____ Material provided

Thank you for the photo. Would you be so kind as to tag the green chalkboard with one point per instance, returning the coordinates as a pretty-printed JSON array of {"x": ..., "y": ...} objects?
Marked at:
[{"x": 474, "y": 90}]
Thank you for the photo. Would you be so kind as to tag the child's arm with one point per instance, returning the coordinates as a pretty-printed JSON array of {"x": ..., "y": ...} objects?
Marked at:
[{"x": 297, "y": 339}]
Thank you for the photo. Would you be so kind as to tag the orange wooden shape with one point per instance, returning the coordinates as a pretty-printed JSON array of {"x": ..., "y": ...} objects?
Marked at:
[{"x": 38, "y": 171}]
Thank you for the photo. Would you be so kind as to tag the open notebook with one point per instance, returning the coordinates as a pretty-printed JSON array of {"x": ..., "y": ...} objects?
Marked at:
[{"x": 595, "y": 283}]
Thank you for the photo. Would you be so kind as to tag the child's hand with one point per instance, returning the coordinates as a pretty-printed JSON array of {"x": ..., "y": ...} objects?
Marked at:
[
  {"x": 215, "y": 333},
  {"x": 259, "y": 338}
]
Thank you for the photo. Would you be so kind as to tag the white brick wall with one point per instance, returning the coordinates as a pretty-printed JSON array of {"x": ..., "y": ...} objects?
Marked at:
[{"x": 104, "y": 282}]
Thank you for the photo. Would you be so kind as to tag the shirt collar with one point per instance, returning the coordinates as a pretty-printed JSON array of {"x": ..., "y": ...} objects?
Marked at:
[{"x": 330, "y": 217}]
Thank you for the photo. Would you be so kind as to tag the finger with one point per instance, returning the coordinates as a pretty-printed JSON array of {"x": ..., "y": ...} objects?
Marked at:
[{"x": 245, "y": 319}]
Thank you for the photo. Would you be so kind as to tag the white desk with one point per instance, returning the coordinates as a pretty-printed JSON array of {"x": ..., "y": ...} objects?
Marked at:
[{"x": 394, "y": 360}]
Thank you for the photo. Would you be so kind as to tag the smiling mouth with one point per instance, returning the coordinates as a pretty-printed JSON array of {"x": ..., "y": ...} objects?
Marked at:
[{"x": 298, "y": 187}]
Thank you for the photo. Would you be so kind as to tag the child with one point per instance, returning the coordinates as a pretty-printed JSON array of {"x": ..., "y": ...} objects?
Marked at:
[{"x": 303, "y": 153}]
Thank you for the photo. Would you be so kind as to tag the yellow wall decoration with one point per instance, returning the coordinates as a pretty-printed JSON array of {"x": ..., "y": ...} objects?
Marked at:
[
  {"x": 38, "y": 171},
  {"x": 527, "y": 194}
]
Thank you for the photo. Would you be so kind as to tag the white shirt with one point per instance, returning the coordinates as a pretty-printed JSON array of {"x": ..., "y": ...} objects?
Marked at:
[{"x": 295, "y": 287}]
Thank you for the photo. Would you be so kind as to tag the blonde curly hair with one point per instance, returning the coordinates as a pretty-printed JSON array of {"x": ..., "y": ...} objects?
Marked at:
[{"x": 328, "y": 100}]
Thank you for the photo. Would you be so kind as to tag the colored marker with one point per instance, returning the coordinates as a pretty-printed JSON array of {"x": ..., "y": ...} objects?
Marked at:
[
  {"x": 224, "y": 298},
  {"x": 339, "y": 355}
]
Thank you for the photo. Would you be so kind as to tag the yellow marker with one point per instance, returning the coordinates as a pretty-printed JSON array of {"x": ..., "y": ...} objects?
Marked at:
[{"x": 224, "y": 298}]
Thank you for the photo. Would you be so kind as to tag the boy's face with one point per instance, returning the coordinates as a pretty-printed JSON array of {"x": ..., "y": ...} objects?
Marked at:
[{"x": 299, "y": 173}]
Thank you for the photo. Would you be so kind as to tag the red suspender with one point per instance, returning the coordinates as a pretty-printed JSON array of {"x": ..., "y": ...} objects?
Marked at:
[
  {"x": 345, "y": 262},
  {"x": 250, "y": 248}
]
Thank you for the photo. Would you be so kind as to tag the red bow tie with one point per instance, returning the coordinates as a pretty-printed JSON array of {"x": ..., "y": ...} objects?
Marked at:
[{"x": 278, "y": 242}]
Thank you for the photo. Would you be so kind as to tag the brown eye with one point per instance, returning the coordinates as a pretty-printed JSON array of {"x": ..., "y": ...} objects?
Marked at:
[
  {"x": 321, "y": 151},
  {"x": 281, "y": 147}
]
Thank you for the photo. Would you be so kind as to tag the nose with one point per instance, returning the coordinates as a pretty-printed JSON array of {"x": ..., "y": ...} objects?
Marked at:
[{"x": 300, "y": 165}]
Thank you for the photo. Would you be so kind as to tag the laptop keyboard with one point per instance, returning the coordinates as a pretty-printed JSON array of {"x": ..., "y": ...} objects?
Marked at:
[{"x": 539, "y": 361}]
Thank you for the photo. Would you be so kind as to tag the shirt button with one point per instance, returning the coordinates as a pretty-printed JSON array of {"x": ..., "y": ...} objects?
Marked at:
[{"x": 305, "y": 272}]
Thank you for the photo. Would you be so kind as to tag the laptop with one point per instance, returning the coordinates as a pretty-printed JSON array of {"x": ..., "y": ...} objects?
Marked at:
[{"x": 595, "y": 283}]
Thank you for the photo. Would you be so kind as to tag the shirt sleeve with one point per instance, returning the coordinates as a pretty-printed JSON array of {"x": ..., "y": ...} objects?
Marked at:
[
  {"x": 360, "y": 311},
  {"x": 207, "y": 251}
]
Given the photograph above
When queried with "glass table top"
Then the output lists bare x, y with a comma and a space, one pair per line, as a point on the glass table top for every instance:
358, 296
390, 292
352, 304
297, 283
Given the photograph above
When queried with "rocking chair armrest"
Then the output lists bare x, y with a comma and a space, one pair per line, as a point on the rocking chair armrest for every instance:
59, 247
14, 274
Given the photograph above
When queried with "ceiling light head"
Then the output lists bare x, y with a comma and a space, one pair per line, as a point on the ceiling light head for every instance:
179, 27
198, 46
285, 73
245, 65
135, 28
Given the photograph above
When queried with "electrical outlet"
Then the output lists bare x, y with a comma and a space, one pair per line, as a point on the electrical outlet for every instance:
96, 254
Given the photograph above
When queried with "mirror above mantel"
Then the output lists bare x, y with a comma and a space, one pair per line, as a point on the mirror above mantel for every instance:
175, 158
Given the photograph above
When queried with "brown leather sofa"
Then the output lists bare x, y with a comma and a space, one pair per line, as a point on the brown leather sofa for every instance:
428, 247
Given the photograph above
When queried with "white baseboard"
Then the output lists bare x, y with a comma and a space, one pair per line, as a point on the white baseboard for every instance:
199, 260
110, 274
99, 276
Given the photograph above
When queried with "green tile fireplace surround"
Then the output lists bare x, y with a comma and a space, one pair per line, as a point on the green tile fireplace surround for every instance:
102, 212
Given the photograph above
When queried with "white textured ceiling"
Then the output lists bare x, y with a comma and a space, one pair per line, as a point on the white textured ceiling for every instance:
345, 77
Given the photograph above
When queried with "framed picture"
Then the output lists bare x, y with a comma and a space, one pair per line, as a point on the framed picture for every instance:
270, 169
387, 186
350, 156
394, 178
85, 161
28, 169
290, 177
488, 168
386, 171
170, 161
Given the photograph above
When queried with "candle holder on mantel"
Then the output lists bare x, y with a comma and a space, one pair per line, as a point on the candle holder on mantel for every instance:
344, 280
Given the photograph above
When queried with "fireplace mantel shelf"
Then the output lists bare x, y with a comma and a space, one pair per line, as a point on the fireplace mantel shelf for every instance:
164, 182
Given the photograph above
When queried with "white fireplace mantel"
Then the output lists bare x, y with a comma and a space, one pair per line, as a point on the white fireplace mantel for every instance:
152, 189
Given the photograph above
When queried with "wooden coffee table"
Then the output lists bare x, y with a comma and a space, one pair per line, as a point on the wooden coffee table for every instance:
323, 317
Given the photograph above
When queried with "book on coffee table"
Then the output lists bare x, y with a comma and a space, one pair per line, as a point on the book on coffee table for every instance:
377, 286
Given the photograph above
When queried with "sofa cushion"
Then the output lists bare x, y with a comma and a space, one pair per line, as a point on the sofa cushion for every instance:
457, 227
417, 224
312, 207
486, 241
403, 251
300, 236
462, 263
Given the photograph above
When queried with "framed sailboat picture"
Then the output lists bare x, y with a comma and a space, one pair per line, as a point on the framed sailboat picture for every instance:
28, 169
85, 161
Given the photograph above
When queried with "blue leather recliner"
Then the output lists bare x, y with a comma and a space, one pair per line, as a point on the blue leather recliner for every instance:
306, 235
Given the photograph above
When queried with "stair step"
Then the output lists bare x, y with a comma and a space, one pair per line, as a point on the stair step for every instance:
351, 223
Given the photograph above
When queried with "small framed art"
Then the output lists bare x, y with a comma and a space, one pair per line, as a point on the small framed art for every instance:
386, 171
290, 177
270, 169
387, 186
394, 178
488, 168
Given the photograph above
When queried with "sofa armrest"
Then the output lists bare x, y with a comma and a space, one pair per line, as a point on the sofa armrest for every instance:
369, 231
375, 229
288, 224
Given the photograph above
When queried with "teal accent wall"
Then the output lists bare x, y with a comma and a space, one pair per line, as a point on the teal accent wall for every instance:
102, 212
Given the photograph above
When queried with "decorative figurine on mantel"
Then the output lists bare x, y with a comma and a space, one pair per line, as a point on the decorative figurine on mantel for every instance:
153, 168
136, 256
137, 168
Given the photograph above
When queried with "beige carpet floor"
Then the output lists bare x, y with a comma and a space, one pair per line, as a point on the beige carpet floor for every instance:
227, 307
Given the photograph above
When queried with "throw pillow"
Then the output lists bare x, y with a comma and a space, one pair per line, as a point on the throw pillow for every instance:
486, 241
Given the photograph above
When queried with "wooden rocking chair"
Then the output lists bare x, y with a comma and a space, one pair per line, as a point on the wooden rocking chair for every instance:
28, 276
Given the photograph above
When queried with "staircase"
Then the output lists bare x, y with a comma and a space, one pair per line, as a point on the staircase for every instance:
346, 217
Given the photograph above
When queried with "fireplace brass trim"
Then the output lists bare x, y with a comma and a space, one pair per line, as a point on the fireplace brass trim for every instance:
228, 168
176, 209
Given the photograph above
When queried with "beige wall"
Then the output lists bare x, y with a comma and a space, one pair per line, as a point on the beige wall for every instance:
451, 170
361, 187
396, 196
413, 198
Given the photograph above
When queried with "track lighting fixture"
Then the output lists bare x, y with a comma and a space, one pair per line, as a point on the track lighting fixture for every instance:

________

» **Instructions for the task**: Gather up the lines containing the word "lighting" from these records and copy them.

» **Reply**:
When queried with "track lighting fixture"
Then the output lists bare x, y with a comma and a space, one pair per line, as a point on the track lighting fixture for every instance:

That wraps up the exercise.